§ **Written request**
Copy the rows from the first line through the line containing "[[699, 177]]", requests included, and shift every point coordinate in the answers by -6. Leave the coordinates inside the requests as they are.

§ **Supplied entries**
:::
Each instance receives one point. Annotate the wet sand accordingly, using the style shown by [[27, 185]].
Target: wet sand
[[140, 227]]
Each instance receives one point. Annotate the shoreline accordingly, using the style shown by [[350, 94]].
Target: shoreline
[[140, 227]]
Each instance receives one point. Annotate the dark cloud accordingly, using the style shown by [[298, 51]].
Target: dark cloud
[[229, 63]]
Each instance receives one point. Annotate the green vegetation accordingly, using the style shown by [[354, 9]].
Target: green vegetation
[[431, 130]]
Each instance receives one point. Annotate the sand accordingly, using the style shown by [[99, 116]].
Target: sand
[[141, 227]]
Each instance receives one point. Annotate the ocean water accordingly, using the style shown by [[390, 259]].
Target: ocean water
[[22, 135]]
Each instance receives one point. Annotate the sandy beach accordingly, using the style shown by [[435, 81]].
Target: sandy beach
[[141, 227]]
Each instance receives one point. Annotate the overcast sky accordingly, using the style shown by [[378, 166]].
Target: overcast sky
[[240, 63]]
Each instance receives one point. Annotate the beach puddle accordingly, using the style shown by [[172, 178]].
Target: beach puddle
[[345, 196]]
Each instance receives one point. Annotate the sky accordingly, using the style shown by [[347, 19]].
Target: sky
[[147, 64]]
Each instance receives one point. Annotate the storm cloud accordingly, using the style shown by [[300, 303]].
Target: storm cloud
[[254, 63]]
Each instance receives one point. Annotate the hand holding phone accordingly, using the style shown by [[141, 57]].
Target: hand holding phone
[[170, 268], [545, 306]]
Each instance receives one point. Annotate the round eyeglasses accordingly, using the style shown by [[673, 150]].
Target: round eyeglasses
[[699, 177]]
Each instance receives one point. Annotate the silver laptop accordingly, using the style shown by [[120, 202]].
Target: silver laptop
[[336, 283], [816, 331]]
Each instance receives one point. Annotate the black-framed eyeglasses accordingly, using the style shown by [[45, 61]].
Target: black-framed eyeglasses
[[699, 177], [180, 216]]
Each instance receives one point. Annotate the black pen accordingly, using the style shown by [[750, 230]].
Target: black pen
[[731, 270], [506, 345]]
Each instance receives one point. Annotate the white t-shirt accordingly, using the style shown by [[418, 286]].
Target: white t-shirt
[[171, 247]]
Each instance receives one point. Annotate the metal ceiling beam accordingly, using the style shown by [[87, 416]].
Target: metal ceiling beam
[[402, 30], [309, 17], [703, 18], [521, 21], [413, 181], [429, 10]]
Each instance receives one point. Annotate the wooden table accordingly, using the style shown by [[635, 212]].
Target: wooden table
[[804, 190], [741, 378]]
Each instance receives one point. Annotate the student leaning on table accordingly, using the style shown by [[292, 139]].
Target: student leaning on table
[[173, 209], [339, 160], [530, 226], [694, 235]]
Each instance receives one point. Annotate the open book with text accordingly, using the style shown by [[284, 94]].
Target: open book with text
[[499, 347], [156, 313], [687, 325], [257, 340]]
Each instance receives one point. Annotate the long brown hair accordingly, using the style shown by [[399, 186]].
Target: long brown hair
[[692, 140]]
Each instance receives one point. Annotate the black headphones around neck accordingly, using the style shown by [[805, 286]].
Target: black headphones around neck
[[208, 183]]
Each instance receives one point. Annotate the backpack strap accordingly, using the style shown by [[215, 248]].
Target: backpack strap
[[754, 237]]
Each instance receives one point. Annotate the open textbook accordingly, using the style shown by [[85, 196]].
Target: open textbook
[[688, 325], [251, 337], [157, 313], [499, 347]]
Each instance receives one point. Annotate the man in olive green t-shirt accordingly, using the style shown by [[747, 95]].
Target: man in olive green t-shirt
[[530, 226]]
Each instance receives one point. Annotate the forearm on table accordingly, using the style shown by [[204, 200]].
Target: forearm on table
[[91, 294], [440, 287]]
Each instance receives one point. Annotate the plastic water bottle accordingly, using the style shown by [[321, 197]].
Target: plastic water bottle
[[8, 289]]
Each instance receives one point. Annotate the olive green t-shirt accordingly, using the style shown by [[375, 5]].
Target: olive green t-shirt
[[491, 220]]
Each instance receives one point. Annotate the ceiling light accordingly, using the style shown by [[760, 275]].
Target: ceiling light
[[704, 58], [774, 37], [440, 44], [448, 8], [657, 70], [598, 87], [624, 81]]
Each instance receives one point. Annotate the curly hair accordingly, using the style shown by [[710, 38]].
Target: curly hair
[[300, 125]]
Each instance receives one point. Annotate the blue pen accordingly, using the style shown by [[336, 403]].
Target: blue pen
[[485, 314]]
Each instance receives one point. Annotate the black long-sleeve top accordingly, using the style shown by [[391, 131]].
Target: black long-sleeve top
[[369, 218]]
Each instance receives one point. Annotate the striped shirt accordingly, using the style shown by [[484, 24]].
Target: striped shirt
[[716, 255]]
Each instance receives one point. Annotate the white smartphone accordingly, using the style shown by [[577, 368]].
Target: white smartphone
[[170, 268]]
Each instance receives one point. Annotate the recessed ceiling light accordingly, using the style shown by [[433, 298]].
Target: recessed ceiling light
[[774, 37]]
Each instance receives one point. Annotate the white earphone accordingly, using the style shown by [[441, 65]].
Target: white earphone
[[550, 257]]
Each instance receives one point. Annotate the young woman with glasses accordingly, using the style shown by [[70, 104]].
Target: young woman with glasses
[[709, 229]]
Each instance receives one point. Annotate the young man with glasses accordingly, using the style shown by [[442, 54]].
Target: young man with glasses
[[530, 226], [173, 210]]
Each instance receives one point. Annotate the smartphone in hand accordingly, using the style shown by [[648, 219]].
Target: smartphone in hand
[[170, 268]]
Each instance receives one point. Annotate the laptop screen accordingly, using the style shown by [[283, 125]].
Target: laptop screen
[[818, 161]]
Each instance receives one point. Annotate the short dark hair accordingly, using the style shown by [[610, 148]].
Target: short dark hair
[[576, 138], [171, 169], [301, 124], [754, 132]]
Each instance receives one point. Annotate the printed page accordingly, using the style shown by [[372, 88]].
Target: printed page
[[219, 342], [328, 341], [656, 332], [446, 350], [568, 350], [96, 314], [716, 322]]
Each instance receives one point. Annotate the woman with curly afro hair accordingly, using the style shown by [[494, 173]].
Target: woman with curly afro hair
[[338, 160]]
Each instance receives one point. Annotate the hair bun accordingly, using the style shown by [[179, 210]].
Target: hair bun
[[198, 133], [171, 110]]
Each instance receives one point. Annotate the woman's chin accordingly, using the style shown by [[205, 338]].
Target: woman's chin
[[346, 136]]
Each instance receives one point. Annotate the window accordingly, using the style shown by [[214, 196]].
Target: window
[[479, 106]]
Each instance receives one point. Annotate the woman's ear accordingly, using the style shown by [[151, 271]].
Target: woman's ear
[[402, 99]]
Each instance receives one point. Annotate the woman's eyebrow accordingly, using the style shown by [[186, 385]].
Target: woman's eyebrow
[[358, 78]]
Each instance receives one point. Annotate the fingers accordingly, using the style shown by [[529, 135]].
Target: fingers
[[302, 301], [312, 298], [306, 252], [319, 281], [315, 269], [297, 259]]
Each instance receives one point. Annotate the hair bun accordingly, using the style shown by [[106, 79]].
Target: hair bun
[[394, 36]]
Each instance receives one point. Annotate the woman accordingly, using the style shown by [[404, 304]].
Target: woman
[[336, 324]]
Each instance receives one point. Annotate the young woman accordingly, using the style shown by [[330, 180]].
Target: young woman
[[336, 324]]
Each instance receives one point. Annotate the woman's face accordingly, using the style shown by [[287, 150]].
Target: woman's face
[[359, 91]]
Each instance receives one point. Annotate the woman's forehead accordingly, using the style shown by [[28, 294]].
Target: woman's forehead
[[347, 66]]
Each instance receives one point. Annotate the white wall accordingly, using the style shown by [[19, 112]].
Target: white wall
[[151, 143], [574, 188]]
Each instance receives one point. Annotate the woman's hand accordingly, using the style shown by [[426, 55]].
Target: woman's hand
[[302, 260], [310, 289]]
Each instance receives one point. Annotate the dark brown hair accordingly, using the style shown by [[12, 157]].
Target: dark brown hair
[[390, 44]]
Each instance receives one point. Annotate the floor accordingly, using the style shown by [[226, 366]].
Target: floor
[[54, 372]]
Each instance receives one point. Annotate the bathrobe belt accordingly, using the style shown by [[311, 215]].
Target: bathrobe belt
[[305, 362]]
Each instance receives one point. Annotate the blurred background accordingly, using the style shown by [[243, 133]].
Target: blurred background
:::
§ **Final result**
Each instance receives one point. Annotate the wet sand accordingly, using the style shown by [[27, 185]].
Target: wet sand
[[134, 221]]
Each instance receives one point. Annotate the shoreline accordingly, using the style shown by [[350, 94]].
Target: shoreline
[[134, 221]]
Each instance receives one point. Annotate the dark cloud accordingly, using the style shown by [[298, 51]].
Target: dark cloud
[[223, 57]]
Each instance receives one point. Annotate the green vegetation accordingly, using the style shown by [[354, 9]].
Target: green vegetation
[[425, 124]]
Each instance receives one point. Annotate the sand accordingly, using the style shown by [[99, 116]].
Target: sand
[[135, 221]]
Each instance receives one point. Annotate the ocean water accordingly, using the style shown by [[390, 259]].
Target: ocean water
[[16, 129]]
Each instance receives one point. Annotate the sandy beach accordingly, using the style shown by [[435, 81]].
Target: sandy beach
[[135, 221]]
Each instance receives one point. Annotate the overcast sky accordingly, using the style shown by [[378, 166]].
Target: overcast sky
[[234, 57]]
Each instance receives one point. Annotate the beach puddle accordingly, using the style shown by [[172, 178]].
Target: beach puddle
[[339, 190]]
Each instance receives one point. Annotate the sky accordingly, using the style shown by [[347, 19]].
Target: sky
[[141, 58]]
Each instance receives one point. Annotate the storm cloud accordingly, using the style shown by [[300, 303]].
Target: storm cloud
[[248, 57]]
Each instance receives one point. Annotate the hand holding phone accordingly, using the style shown by [[141, 57]].
Target: hand holding phone
[[164, 262], [539, 300]]
Each instance receives one point. Annotate the round eyeglasses accordingly, using the style shown by [[673, 150]].
Target: round eyeglasses
[[693, 171]]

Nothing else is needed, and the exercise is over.